# [Set problem 1]
In the Time Team comments, why does the reply beginning "Me, too but it wouldn't work" say that reassembling the show wouldn't work?
# [Set problem 2]
Can you write the next part of the Time Team comment thread, picking up after its final comment?

# [Text section]

At least these people were thought about and someone cared enough to try treat the graves with respect. I wish the Time Team could be reassembled, it's so very interesting to watch and I have learned a lot about British history from this series.
Right up until the cists were destroyed and a housing estate built on top.
Me, too but it wouldn't work. Mick and Robin are gone, Phil's obsessed with his Salisbury project and I know Helen has lectured at several Dignation events but time and people's lives move on.
Besides, I really haven't seen any successful sequels.
Grace and Favour wasn't bad but they had the original cast except for Mr Lucas, and he left before AYBS? closed. Plus, they still had Molly Sugden and John Inman, how could they lose?
The Time Team is deeply embedded in our memories.
Might be worth it to do a series of what's happened with the different sites, did they build the luxury holiday home or whatever the owners of the land said they were going to do.
I am interested in a follow-up to that Welsh dude who was so fond of sodium, he salted his own property!!
@@eboracum2012 they're doing patreon fundraising now to bring it back. Not all the original cast, obviously, but still would be cool.
@@eboracum2012 Yet, here we are. Time Team is back! Yay!
Phil could not get out of his trench fast enough when he heard "flint." Made me laugh.
When it comes to flint he's like a kid in a candy store lol
Sound issues aside, this is one of the best. Everyone really gets stuck in, all shoulders to the wheel, and the sense of reverence for the dead is palpable.
Your little gaffe with sound synchronization was actually quite entertaining 🤣
One of the most enjoyable and interesting of the early classic shows. You feel as though you are right there with them making these discoveries for the first time. It is fascinating to learn and see how our early ancestors lived and buried their dead. There has never been another program on TV that the viewer got to actually get down in the trenches with the Archaeologists as they did their work, showing and giving such great history lessons and educating you on Archaeology all at the same time. I miss the old shows. The new shows just basically tell you about an Archaelogy site which had been dug, show you what was pulled from the ground. Other than that, you may get a history lesson. Why in the world did they change the old platform of the shows. No doubt money related. They don’t have to hire as many Archaologist, specialized experts to give their opinions on site, costing them much less money on production costs. But, it will come back to bite them in the rear. The only reason it was on TV as many years as it was is because it had very high ratings and the public loved it. I have watched some of the recent shows, and quite frankly, I gain more from watching other Archaeology specials/documentaries. I wouldn’t be surprised if the show doesn’t get cancelled within the next couple of years. I know that time team has had to have thousands of complaints just like mine.

# [Saved data entries]
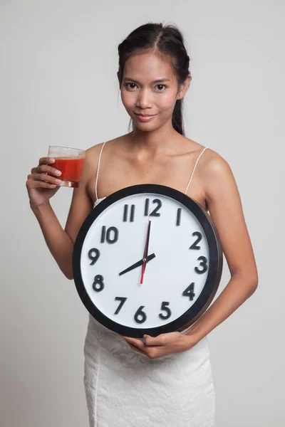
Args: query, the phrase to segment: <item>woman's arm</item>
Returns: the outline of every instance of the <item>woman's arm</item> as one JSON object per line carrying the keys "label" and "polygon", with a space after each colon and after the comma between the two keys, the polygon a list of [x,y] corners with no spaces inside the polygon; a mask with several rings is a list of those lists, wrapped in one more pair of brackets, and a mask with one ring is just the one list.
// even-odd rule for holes
{"label": "woman's arm", "polygon": [[187,332],[198,342],[256,290],[258,273],[239,193],[228,163],[215,152],[202,177],[209,211],[221,239],[231,279],[214,302]]}
{"label": "woman's arm", "polygon": [[49,201],[42,205],[31,206],[43,232],[48,248],[68,279],[72,280],[72,256],[74,242],[79,229],[93,209],[93,202],[87,193],[89,179],[94,175],[94,150],[86,150],[86,157],[80,185],[73,189],[69,214],[65,230],[51,207]]}

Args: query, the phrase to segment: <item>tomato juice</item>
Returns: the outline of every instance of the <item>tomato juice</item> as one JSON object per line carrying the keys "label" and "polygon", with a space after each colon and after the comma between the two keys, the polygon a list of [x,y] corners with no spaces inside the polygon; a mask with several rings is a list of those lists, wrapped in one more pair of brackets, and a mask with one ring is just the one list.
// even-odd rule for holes
{"label": "tomato juice", "polygon": [[61,175],[58,176],[62,181],[78,181],[82,175],[85,157],[53,157],[53,167],[58,169]]}

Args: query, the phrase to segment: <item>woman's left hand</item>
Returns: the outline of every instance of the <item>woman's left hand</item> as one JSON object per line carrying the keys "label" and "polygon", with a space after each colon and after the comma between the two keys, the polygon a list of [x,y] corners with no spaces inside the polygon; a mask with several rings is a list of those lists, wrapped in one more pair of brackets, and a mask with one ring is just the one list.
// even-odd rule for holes
{"label": "woman's left hand", "polygon": [[157,359],[189,350],[197,344],[192,335],[183,334],[179,332],[160,334],[157,337],[144,335],[145,342],[138,338],[121,335],[130,347],[139,353],[151,359]]}

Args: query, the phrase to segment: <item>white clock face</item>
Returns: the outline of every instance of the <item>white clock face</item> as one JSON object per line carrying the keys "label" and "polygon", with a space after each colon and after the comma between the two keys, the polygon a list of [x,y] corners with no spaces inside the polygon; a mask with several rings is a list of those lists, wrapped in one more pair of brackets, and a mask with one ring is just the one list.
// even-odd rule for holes
{"label": "white clock face", "polygon": [[78,243],[81,294],[83,287],[91,305],[123,327],[145,330],[177,321],[197,302],[208,278],[209,247],[202,226],[188,207],[167,195],[137,193],[108,204],[110,197],[91,213],[100,212]]}

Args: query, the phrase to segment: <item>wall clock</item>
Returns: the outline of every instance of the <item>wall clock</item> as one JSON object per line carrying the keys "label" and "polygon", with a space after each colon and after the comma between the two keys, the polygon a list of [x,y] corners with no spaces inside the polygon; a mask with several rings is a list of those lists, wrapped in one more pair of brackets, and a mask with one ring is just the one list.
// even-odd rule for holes
{"label": "wall clock", "polygon": [[217,231],[204,208],[170,187],[143,184],[105,198],[77,236],[73,278],[107,328],[142,338],[189,328],[217,290]]}

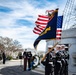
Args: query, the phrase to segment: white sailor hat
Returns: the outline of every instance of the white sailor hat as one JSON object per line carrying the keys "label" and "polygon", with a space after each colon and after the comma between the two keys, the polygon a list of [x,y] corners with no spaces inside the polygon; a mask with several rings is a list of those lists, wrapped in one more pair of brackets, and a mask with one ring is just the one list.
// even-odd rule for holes
{"label": "white sailor hat", "polygon": [[48,45],[48,48],[52,48],[53,46],[52,45]]}

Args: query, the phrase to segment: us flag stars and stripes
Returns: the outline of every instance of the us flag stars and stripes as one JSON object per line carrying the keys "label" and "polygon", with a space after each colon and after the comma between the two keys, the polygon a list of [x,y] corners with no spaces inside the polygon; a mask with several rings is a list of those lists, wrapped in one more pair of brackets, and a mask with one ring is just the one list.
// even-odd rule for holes
{"label": "us flag stars and stripes", "polygon": [[62,33],[62,22],[63,22],[63,16],[58,16],[57,18],[57,30],[56,30],[56,39],[61,39],[61,33]]}
{"label": "us flag stars and stripes", "polygon": [[38,15],[38,19],[35,22],[36,27],[34,28],[33,32],[39,35],[46,28],[48,21],[49,21],[48,16]]}

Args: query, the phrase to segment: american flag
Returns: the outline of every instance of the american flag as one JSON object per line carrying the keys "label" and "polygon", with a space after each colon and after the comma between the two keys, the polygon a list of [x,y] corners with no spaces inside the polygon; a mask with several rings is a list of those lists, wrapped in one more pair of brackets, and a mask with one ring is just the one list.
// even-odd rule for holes
{"label": "american flag", "polygon": [[35,22],[36,27],[34,28],[33,32],[39,35],[46,28],[48,21],[48,16],[38,15],[37,21]]}
{"label": "american flag", "polygon": [[57,31],[56,31],[56,39],[61,39],[61,33],[62,33],[62,22],[63,22],[63,16],[58,16],[57,18]]}

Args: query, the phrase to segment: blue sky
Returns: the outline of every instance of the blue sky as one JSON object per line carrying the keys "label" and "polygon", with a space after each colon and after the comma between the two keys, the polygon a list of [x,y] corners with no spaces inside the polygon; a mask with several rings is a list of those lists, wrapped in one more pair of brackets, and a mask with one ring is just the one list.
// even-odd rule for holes
{"label": "blue sky", "polygon": [[[62,15],[66,0],[0,0],[0,36],[18,40],[23,48],[33,48],[38,35],[32,32],[38,14],[59,8]],[[43,48],[44,47],[44,48]],[[41,41],[38,50],[46,49]]]}

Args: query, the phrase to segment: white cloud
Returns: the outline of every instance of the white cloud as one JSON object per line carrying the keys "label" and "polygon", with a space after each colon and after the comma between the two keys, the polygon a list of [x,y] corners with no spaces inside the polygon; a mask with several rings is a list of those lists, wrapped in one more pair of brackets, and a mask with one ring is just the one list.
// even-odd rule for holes
{"label": "white cloud", "polygon": [[[38,36],[34,34],[32,30],[35,27],[34,22],[36,21],[38,14],[45,14],[46,10],[55,9],[58,5],[54,2],[46,1],[44,7],[35,7],[37,4],[39,4],[39,2],[34,5],[32,5],[32,3],[29,4],[28,0],[18,0],[18,2],[15,0],[0,0],[1,6],[12,9],[9,13],[0,13],[0,25],[1,27],[3,26],[3,28],[0,28],[0,35],[18,40],[25,48],[33,48],[33,43]],[[60,8],[62,9],[63,6]],[[62,12],[62,10],[60,12]],[[14,26],[16,26],[15,22],[18,19],[28,20],[33,23],[33,25],[17,25],[18,27],[14,28]],[[46,50],[46,42],[40,42],[38,49]]]}

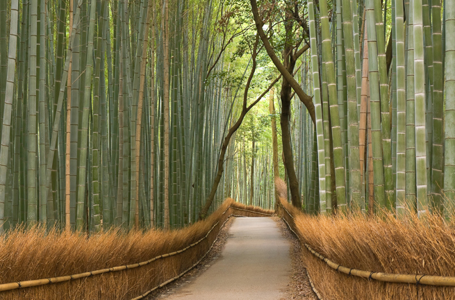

# [Task output 1]
The commenter says it wouldn't work because Mick and Robin are gone, Phil is obsessed with his Salisbury project, and Helen has moved on to lecturing at Dignation events. Time and people's lives move on. The commenter adds that they haven't really seen any successful sequels.

# [Task output 2]
Phil should visit some of the Native American tribes, especially the pueblos, and have them make some knives and other tools. They use flint, agate, chert, obsidian, and other related stone to make their tools even today, and often use a flaking method rather than a concussion method. Until the colonial period, metal working was only found in middle and South America, and the Great Lakes area of North America. The tribes in these areas usually worked with gold, silver, and copper, using stone hammers to separate the metal from the ore. The metal was worked cold instead of melting and molding.
Did not know that neat😊
"How rodents could get into a stone-lined tomb buried a metre below REMAINS TO BE SEEN".
Ever the comedian, Tony.
"Watch that crack!" Tony leans on the stone right after that warning....
Yippee john gator was very involved in the big kist too. Nice to see him excited too
I’m impressed how focused esp Phil can stay when everybody is talking over his head
This is so fascinating, to me. I think it is amazing that the graves survived enough to be analysed
Absolutely mind blowing! Utterly amazing.
This episode is full of info. One of my favorites
Glad they were able to do a bit more work on that central grave before the construction began.
"the largest Bronze Age burial site in Scotland" and they are going to built tacky houses on it. Am I the only one that thinks this is very very wrong.
yank1776
There here are so many sites. Should we have left all there and not disturbed the graves they would completely go. All in all humans did the right thing with this site well recorded and materials that future technology can go to the museum and re-analyze.
The site itself under houses will in future be
scan-able by new technology.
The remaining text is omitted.